> Objetivo proposto:
Você pode transcrever na íntegra, sem nenhuma alteração, o trecho da decisão judicial sobre o recurso de apelação que aparece abaixo?
====== Trecho para leitura
Irresignada, a parte autora interpôs recurso de apelação, pugnando ao juízo a quo, preliminarmente, a remessa dos autos ao Tribunal de Justiça nos moldes do art. 1.010, § 3º, do Código de Processo Civil. No mérito sustenta que a extinção prematura do feito afronta os princípios da primazia do julgamento de mérito, bem como da celeridade, efetividade e economia processual, sendo imperiosa a prestação satisfativa da tutela jurisdicional. Requer, ao final, o provimento do recurso para, cassada a sentença, seja determinado o prosseguimento do feito na origem, com a respectiva citação dos herdeiros do réu.

Sem contrarrazões, o recurso ascendeu ao Tribunal de Justiça e foi distribuído a esta relatoria por sorteio (fls. 63/64).

Este é o relatório.


VOTO

1. Juízo de admissibilidade

Inicialmente, registra-se que se trata de recurso de apelação interposto contra sentença prolatada sob a égide do Código de Processo Civil de 2015, motivo pelo qual é este diploma processual que disciplina o cabimento, o processamento e a análise do presente recurso, haja vista o princípio tempus regit actum (teoria do isolamento dos atos processuais).

Conheço do recurso de apelação porque presentes os requisitos intrínsecos e extrínsecos de admissibilidade.

2. Fundamentação

2.1. (Im)possibilidade de extinção do feito

A instituição financeira recorrente aduz que a extinção prematura do feito afronta os princípios da primazia do julgamento de mérito, bem como da celeridade, efetividade e economia processual, sendo imperiosa a prestação satisfativa da tutela jurisdicional.

Em sede de ação de busca e apreensão de veículo dado em alienação fiduciária, o art. 2º, § 2º, do Decreto-Lei n. 911/69, alterado pela Lei n. 13.043/2014, redige as consequências do descumprimento ou mora, senão vejamos:

Art 2º No caso de inadimplemento ou mora nas obrigações contratuais garantidas mediante alienação fiduciária, o proprietário fiduciário ou credor poderá vender a coisa a terceiros, independentemente de leilão, hasta pública, avaliação prévia ou qualquer outra medida judicial ou extrajudicial, salvo disposição expressa em contrário prevista no contrato, devendo aplicar o preço da venda no pagamento de seu crédito e das despesas decorrentes e entregar ao devedor o saldo apurado, se houver, com a devida prestação de contas.
============
====== Linhas de dados
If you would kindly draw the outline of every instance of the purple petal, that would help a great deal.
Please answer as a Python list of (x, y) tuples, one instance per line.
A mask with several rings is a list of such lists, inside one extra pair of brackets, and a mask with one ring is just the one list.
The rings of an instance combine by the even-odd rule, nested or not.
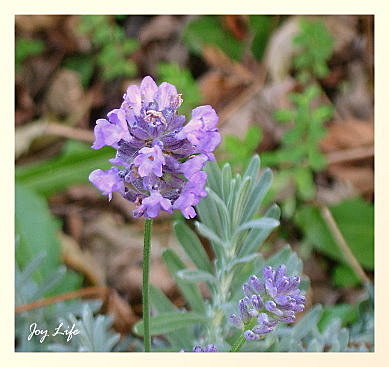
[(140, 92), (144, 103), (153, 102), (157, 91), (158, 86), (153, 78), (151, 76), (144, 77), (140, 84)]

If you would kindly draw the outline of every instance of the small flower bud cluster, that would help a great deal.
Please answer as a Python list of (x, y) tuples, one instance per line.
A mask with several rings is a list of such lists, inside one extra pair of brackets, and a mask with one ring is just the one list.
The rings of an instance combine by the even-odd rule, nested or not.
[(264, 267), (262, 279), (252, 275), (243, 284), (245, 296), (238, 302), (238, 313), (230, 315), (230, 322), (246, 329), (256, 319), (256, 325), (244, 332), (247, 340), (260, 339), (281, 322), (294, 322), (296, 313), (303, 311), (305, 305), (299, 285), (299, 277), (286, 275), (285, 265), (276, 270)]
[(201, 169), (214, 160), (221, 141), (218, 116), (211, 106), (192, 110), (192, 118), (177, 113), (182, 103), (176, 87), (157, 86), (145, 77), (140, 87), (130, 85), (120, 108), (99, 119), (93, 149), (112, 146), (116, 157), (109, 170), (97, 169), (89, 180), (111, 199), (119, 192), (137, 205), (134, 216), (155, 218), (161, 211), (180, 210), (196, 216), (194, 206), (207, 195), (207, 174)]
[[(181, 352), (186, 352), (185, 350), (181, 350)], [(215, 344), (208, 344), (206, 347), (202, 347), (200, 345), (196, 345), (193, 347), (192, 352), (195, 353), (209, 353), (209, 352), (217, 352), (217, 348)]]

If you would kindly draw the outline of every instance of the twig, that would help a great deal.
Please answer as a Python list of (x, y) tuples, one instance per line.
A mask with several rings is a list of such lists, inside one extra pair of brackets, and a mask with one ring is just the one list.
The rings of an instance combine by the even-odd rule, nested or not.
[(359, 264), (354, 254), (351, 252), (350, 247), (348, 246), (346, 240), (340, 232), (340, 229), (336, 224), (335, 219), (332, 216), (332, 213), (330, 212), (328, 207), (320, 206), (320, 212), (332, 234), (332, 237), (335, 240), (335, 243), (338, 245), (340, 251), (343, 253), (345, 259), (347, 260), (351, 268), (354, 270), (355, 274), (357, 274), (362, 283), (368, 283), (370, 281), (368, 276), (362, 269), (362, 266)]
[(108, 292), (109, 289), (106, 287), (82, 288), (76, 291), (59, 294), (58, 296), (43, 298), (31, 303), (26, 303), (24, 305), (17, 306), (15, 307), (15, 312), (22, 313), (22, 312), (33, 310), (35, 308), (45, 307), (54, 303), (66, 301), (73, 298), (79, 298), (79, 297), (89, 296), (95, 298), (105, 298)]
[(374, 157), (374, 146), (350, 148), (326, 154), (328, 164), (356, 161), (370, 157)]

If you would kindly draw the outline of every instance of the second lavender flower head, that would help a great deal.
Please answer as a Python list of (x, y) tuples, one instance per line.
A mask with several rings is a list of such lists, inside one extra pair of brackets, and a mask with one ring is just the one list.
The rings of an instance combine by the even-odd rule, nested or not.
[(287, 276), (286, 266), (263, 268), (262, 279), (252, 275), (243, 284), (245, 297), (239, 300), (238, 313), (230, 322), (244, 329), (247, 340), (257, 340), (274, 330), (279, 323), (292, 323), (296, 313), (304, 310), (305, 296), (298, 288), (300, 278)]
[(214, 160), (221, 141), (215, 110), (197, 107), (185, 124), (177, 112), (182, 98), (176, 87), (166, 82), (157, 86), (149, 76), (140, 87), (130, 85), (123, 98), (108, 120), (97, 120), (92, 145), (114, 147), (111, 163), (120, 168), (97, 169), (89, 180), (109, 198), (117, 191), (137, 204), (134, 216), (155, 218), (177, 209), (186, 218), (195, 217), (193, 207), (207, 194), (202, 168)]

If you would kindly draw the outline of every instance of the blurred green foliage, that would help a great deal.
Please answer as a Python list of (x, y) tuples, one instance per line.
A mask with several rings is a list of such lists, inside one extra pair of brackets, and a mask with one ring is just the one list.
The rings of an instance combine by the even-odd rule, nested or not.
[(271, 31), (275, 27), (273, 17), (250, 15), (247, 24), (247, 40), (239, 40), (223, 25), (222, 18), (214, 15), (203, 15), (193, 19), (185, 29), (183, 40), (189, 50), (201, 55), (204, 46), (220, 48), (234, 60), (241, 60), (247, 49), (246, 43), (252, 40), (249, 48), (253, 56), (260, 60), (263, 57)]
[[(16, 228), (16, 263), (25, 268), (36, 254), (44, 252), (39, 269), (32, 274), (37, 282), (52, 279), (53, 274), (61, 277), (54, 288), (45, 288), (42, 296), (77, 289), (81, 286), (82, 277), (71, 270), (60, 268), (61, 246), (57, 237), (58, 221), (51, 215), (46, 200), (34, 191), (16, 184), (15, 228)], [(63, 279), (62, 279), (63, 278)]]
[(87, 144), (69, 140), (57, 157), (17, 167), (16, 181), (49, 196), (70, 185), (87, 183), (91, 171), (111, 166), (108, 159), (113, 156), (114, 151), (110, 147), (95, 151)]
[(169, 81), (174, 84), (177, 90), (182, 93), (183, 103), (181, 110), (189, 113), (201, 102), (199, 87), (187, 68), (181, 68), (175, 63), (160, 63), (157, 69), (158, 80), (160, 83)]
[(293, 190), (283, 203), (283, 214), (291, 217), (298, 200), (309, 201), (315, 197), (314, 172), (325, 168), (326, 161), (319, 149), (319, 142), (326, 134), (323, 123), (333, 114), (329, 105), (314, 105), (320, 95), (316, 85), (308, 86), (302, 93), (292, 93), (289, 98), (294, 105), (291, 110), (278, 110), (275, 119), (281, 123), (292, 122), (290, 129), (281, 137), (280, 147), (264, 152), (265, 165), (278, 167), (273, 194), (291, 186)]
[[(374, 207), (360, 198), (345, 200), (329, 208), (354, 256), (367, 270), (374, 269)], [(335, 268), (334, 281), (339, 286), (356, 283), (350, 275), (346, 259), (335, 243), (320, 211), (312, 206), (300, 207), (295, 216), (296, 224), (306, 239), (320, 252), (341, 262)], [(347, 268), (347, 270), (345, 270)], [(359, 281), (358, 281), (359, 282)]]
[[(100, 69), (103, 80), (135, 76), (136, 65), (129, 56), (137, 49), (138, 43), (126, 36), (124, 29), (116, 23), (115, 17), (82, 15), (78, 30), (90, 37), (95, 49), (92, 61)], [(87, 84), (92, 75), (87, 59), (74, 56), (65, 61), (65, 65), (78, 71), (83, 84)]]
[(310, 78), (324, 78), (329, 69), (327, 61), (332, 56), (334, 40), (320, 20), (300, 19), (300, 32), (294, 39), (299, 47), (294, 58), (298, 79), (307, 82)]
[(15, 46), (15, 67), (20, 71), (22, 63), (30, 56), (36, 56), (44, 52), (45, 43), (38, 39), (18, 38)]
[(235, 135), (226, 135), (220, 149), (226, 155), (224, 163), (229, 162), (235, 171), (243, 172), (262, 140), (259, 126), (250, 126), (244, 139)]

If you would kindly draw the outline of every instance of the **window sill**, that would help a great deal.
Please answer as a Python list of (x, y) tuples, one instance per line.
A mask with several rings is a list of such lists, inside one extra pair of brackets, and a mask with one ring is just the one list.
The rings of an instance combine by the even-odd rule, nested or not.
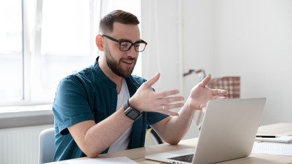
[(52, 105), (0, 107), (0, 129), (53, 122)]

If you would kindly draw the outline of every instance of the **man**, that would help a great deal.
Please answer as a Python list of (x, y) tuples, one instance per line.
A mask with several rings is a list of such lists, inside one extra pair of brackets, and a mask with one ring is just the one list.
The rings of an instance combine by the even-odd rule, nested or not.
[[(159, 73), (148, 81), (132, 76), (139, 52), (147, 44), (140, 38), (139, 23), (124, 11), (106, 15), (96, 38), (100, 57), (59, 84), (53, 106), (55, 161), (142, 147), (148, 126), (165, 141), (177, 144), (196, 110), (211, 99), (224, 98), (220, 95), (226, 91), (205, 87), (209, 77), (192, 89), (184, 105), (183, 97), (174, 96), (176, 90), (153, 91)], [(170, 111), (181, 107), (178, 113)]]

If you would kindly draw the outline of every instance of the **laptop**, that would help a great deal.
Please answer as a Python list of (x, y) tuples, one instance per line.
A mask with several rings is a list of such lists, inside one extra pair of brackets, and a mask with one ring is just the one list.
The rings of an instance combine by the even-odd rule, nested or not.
============
> Solução redigida:
Irresignada, a parte autora interpôs recurso de apelação, pugnando ao juízo a quo, preliminarmente, a remessa dos autos ao Tribunal de Justiça nos moldes do art. 1.010, § 3º, do Código de Processo Civil. No mérito sustenta que a extinção prematura do feito afronta os princípios da primazia do julgamento de mérito, bem como da celeridade, efetividade e economia processual, sendo imperiosa a prestação satisfativa da tutela jurisdicional. Requer, ao final, o provimento do recurso para, cassada a sentença, seja determinado o prosseguimento do feito na origem, com a respectiva citação dos herdeiros do réu.

Sem contrarrazões, o recurso ascendeu ao Tribunal de Justiça e foi distribuído a esta relatoria por sorteio (fls. 63/64).

Este é o relatório.


VOTO

1. Juízo de admissibilidade

Inicialmente, registra-se que se trata de recurso de apelação interposto contra sentença prolatada sob a égide do Código de Processo Civil de 2015, motivo pelo qual é este diploma processual que disciplina o cabimento, o processamento e a análise do presente recurso, haja vista o princípio tempus regit actum (teoria do isolamento dos atos processuais).

Conheço do recurso de apelação porque presentes os requisitos intrínsecos e extrínsecos de admissibilidade.

2. Fundamentação

2.1. (Im)possibilidade de extinção do feito

A instituição financeira recorrente aduz que a extinção prematura do feito afronta os princípios da primazia do julgamento de mérito, bem como da celeridade, efetividade e economia processual, sendo imperiosa a prestação satisfativa da tutela jurisdicional.

Em sede de ação de busca e apreensão de veículo dado em alienação fiduciária, o art. 2º, § 2º, do Decreto-Lei n. 911/69, alterado pela Lei n. 13.043/2014, redige as consequências do descumprimento ou mora, senão vejamos:

Art 2º No caso de inadimplemento ou mora nas obrigações contratuais garantidas mediante alienação fiduciária, o proprietário fiduciário ou credor poderá vender a coisa a terceiros, independentemente de leilão, hasta pública, avaliação prévia ou qualquer outra medida judicial ou extrajudicial, salvo disposição expressa em contrário prevista no contrato, devendo aplicar o preço da venda no pagamento de seu crédito e das despesas decorrentes e entregar ao devedor o saldo apurado, se houver, com a devida prestação de contas.